■ Your goal
Continue the passage below on machine learning approaches to customer churn prediction, starting right after its final sentence.

Although these traditional models are effective in handling structured tabular data, they struggle with complex, high-dimensional datasets where relationships between variables are non-linear. Another challenge with traditional models is the manual feature selection required to improve accuracy. In industries, the behavior of customers is highly dynamic, and static models similar to LR are insufficient. This limitation led to the adoption of machine learning models that could automatically learn patterns from large-scale customer data. Recent machine learning research on churn prediction has focused on enhancing model accuracy, interpretability, and scalability. One significant trend is the incorporation of deep learning techniques, such as neural networks, which can model complex, non-linear relationships and analyze unstructured data, including text and images. For example, recurrent neural networks (RNNs) have been utilized to improve attrition forecasting by analyzing sequential customer data, such as call logs or browser histories [29].

Recent studies have highlighted the significant advancements in deep learning architectures and meta-modeling methods for customer churn prediction. To enhance early churn identification in large-scale systems, Bhattacharjee et al. [30] developed a multivariate time series classification method that utilizes historical user–product interactions. On the other hand, Multilayer Perceptron (MLP) [17], Convolutional Neural Network (CNN), Feedforward Neural Network (FNN), and Recurrent Neural Networks (RNNs)-based models, along with their variations such as Long Short-Term Memory (LSTM) [31,32], Gated Recurrent Unit (GRU), Bidirectional Long Short-Term Memory Network (BiLSTM), and ensemble (LSTM+GRU) [32] have demonstrated better performance when processing behavioral and sequential data. To improve accuracy and interpretability, Rudd et al. [33] introduced a multimodal fusion model in the financial services industry that combines behavioral signals, speech data, and client financial literacy.

[Dataset records]

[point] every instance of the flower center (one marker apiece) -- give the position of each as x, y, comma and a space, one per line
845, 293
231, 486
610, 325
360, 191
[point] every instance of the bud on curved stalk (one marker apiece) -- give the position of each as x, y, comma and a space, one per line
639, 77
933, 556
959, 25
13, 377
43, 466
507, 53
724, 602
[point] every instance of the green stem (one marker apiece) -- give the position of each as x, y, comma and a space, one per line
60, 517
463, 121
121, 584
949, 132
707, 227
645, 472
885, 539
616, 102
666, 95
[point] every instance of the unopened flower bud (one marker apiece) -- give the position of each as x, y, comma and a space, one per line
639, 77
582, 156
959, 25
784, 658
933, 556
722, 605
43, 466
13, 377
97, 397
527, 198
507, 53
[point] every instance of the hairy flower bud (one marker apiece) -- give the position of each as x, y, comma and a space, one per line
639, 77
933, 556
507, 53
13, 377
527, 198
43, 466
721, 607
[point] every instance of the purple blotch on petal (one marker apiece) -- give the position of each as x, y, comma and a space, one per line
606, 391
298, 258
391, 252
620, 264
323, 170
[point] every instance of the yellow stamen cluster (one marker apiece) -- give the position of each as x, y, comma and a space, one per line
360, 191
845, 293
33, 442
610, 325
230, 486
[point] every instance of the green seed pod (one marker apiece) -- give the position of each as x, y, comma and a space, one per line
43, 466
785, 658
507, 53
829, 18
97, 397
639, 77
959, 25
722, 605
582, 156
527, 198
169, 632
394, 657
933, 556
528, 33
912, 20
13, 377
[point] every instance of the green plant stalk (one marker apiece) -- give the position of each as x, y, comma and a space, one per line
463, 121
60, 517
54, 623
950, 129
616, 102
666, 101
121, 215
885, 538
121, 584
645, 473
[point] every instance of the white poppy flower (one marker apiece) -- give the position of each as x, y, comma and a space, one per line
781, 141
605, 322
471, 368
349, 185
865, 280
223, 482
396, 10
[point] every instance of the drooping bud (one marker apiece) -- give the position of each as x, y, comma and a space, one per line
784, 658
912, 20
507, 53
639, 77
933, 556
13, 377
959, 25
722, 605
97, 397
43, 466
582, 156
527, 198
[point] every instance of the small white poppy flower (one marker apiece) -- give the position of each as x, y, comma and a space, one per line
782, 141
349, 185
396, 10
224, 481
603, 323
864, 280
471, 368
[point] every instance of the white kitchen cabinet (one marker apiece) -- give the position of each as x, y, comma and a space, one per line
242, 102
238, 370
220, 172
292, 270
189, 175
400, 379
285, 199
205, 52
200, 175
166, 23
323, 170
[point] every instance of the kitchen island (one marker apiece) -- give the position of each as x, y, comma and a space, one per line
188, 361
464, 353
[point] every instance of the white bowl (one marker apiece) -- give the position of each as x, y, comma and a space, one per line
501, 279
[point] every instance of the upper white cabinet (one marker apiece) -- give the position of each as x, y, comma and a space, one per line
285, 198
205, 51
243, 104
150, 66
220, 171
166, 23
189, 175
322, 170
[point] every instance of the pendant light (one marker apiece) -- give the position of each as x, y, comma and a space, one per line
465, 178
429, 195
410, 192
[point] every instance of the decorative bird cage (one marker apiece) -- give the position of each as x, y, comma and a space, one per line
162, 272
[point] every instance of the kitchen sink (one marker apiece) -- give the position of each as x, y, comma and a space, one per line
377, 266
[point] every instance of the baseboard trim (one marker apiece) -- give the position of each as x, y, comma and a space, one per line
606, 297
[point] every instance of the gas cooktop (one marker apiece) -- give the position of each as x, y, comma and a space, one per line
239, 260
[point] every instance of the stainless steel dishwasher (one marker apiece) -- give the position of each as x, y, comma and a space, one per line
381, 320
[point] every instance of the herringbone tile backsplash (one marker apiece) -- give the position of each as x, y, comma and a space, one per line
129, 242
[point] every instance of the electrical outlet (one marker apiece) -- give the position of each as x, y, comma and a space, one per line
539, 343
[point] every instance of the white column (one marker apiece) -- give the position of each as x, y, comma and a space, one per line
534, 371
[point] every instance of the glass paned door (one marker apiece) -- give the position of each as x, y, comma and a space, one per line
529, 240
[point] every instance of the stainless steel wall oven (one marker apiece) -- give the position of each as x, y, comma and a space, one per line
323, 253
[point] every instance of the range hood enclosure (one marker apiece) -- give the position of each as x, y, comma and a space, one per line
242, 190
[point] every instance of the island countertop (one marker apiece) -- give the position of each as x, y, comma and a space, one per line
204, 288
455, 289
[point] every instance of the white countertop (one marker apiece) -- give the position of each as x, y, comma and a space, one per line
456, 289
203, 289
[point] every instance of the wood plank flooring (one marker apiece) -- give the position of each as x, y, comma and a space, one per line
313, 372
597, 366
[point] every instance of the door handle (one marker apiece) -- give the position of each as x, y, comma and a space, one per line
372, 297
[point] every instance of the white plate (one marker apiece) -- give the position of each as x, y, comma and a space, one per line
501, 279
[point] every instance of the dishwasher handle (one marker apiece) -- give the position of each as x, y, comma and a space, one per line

■ Task output
A more recent method by Bai et al. [34] demonstrated that deep sequential models remain highly successful for RFM-based churn prediction, indicating that classic RNNs outperform transformers when modeling time-variable parameters. Asfe et al. [35] integrated a Tabular Neural Network (TabNet) transformer with meta-model integration to build ensemble neural architectures and feature selection through Neighborhood Component Analysis (NCA) in the context of e-commerce. Customer churn prediction has advanced significantly in recent years, especially with the combination of explainable AI and deep learning techniques. Asif et al. [36] proposed an explainable and interpretable model for telecom customer churn prediction to ensure model transparency, trust, and improve decision-making. Moreover, the churn prediction task is enhanced by the clever deep fusion of attention-based models that emphasize attention processes, hybrid and ensemble techniques, and the timeless value of sequence modeling to complement and validate the decisions made in the financial services domain [37].

Finally, Ahmed et al. [38] used a deep learning method and proposed a technique called ‘TL-DeepE’, which first conducted Transfer Learning (TL) by fine-tuning multiple pre-trained deep convolutional neural networks (CNNs). They converted the telecom dataset into a 2D image format. Then, they used these CNNs as base classifiers, and Genetic Programming (GP) and AdaBoost as the meta-classifier. Their method obtained an accuracy of 75.4% and 68.2%, and an AUC of 83% and 74%, for the Orange and Cell2Cell datasets, respectively.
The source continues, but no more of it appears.